Task requirements> Please print out the entries below unchanged and skip the images.

(Stored dataset items)
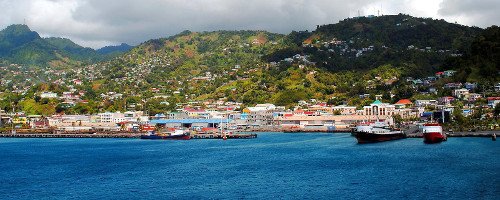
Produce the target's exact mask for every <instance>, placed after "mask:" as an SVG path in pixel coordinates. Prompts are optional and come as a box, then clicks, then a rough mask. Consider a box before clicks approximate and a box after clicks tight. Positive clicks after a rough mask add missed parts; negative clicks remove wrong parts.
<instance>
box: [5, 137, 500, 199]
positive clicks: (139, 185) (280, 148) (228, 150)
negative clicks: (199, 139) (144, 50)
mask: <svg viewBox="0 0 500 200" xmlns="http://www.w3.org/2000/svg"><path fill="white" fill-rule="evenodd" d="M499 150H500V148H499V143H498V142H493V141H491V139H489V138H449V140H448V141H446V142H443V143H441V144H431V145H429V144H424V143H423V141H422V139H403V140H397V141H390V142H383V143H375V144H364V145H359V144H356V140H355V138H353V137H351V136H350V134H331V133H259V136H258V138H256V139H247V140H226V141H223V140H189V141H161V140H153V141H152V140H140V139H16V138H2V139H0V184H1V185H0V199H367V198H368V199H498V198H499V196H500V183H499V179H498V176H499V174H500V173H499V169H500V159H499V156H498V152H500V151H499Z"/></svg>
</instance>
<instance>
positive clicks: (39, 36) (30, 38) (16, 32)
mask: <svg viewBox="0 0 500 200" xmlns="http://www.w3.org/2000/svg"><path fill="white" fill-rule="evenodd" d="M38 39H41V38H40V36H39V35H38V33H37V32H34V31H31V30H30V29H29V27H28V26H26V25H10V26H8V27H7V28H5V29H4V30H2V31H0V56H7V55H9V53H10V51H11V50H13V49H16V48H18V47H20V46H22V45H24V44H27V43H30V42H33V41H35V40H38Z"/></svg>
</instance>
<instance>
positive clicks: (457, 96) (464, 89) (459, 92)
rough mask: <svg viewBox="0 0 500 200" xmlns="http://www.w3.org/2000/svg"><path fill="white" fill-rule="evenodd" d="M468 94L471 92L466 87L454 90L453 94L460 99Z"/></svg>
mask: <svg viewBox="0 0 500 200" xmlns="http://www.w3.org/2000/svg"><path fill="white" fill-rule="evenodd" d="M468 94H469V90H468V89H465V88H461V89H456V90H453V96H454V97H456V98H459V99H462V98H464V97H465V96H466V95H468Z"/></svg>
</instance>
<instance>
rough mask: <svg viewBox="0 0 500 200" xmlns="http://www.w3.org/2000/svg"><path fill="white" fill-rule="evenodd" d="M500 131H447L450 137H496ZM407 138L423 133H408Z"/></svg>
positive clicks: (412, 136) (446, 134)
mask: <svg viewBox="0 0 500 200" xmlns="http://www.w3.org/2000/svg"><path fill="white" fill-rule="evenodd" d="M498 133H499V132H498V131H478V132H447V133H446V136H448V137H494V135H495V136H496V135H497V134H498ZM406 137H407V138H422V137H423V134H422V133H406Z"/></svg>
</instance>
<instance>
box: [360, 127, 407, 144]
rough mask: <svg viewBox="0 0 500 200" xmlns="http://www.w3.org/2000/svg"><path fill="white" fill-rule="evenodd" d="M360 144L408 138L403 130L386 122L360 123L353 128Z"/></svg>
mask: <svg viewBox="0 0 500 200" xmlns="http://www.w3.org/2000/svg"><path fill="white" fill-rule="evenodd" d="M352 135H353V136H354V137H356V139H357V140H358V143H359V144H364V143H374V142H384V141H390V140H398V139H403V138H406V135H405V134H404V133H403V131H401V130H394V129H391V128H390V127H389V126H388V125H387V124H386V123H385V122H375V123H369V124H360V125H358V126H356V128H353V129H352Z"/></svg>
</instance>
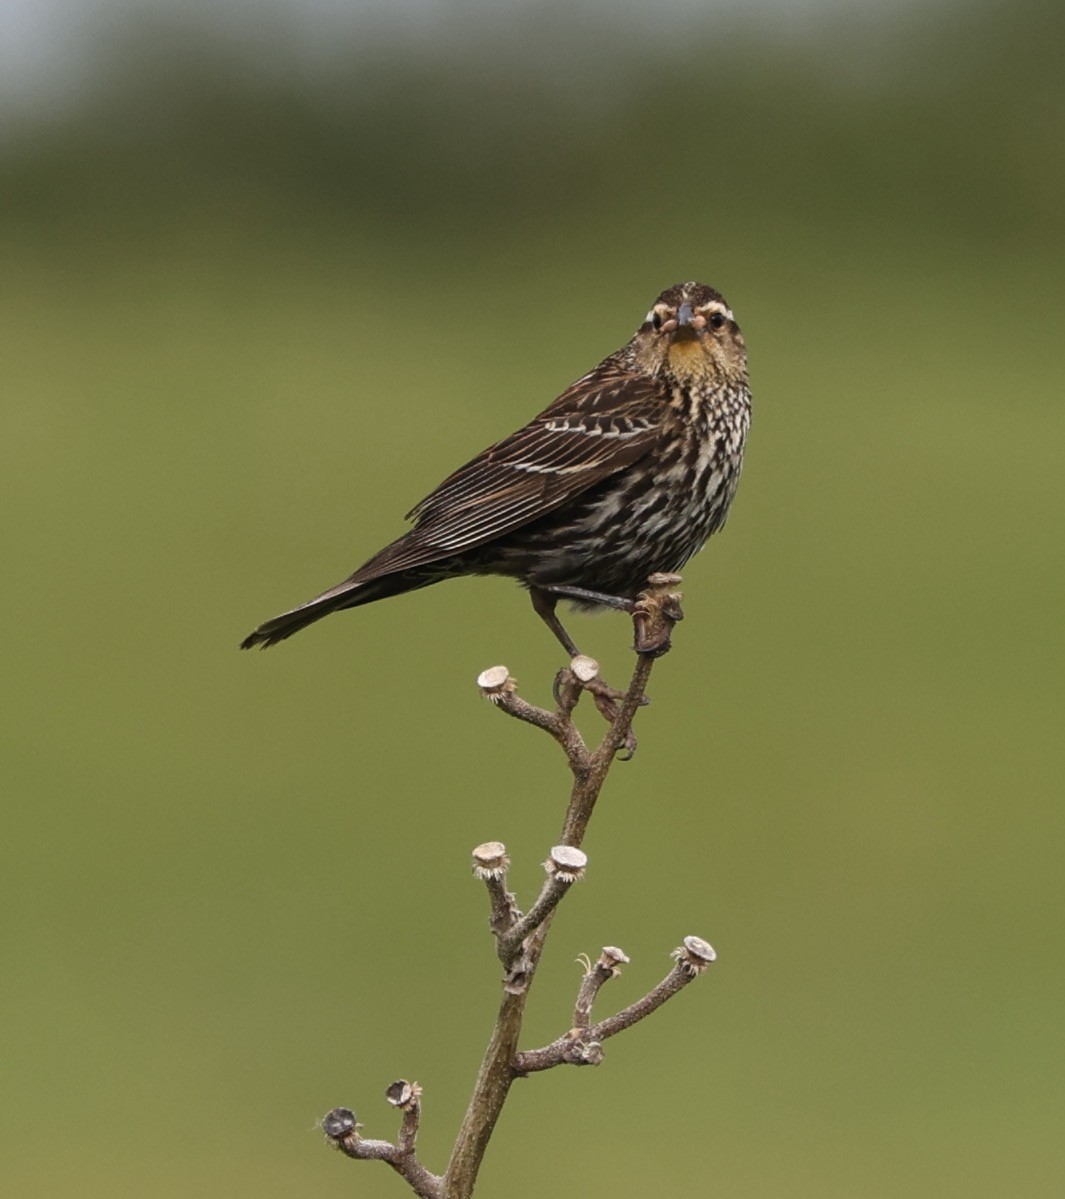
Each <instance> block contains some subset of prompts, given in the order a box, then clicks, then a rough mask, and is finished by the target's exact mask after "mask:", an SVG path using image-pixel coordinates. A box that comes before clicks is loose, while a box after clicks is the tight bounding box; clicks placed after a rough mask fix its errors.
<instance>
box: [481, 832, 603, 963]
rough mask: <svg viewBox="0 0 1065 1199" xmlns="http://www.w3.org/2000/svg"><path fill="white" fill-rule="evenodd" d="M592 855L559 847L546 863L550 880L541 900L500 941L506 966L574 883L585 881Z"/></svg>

Task response>
Produce the target's exact mask for every <instance>, placed after "mask:" as an SVG path in pixel coordinates. Prompts are optional and come as a box, then clicks, then a rough mask. Consider a box before clicks approximate and a box after clicks tight. Positive clicks after a rough mask add missed parts; negative clicks remove wrong parts.
<instance>
box: [5, 137, 500, 199]
positive clicks: (139, 185) (280, 148) (228, 150)
negative clicks: (199, 139) (144, 50)
mask: <svg viewBox="0 0 500 200" xmlns="http://www.w3.org/2000/svg"><path fill="white" fill-rule="evenodd" d="M499 150H500V148H499V143H498V142H493V141H491V139H489V138H449V140H448V141H446V142H443V143H441V144H431V145H429V144H424V143H423V141H422V139H403V140H397V141H390V142H383V143H375V144H364V145H359V144H356V140H355V138H353V137H351V136H350V134H331V133H259V136H258V138H256V139H247V140H226V141H223V140H189V141H161V140H153V141H152V140H140V139H16V138H2V139H0V184H1V185H0V199H367V198H368V199H498V198H499V196H500V183H499V179H498V176H499V174H500V173H499V169H500V159H499V156H498V152H500V151H499Z"/></svg>
</instance>
<instance>
positive clicks: (39, 36) (30, 38) (16, 32)
mask: <svg viewBox="0 0 500 200" xmlns="http://www.w3.org/2000/svg"><path fill="white" fill-rule="evenodd" d="M38 39H41V38H40V36H39V35H38V33H37V32H34V31H31V30H30V29H29V27H28V26H26V25H10V26H8V27H7V28H5V29H4V30H2V31H0V56H7V55H9V53H10V51H11V50H13V49H16V48H18V47H20V46H22V45H24V44H27V43H30V42H33V41H35V40H38Z"/></svg>
</instance>
<instance>
positive clicks: (457, 96) (464, 89) (459, 92)
rough mask: <svg viewBox="0 0 500 200" xmlns="http://www.w3.org/2000/svg"><path fill="white" fill-rule="evenodd" d="M468 94L471 92L466 87L454 90L453 94L460 99Z"/></svg>
mask: <svg viewBox="0 0 500 200" xmlns="http://www.w3.org/2000/svg"><path fill="white" fill-rule="evenodd" d="M468 94H469V90H468V89H465V88H461V89H456V90H453V96H454V97H456V98H459V99H462V98H464V97H465V96H466V95H468Z"/></svg>
</instance>
<instance>
rough mask: <svg viewBox="0 0 500 200" xmlns="http://www.w3.org/2000/svg"><path fill="white" fill-rule="evenodd" d="M500 131H447L450 137H496ZM407 138L423 133H408Z"/></svg>
positive clicks: (412, 136) (446, 134)
mask: <svg viewBox="0 0 500 200" xmlns="http://www.w3.org/2000/svg"><path fill="white" fill-rule="evenodd" d="M498 133H499V132H498V131H478V132H447V133H446V136H448V137H494V135H495V136H496V135H497V134H498ZM406 137H407V138H422V137H423V134H422V133H406Z"/></svg>
</instance>
<instance>
box: [360, 127, 407, 144]
rough mask: <svg viewBox="0 0 500 200" xmlns="http://www.w3.org/2000/svg"><path fill="white" fill-rule="evenodd" d="M360 144L408 138L403 130L386 122L360 123L353 128Z"/></svg>
mask: <svg viewBox="0 0 500 200" xmlns="http://www.w3.org/2000/svg"><path fill="white" fill-rule="evenodd" d="M352 135H353V136H354V137H356V139H357V140H358V143H359V144H364V143H374V142H384V141H390V140H398V139H403V138H406V135H405V134H404V133H403V131H401V130H394V129H391V128H390V127H389V126H388V125H387V124H386V123H385V122H375V123H369V124H360V125H358V126H356V128H353V129H352Z"/></svg>
</instance>
Each <instance> block contains some subset of prompts, given in the order a box, then clicks, then a rough mask, and is finished by the target's exact mask after "mask:", an SVG path using image-pixel coordinates. A box that comes before clicks is loose, while a box after clicks is the tight bounding box; clicks placed after a rough mask fix its errors.
<instance>
box: [481, 832, 603, 963]
rough mask: <svg viewBox="0 0 1065 1199" xmlns="http://www.w3.org/2000/svg"><path fill="white" fill-rule="evenodd" d="M592 855L559 847L546 863L550 880L541 900L500 941L506 966L574 883L585 881Z"/></svg>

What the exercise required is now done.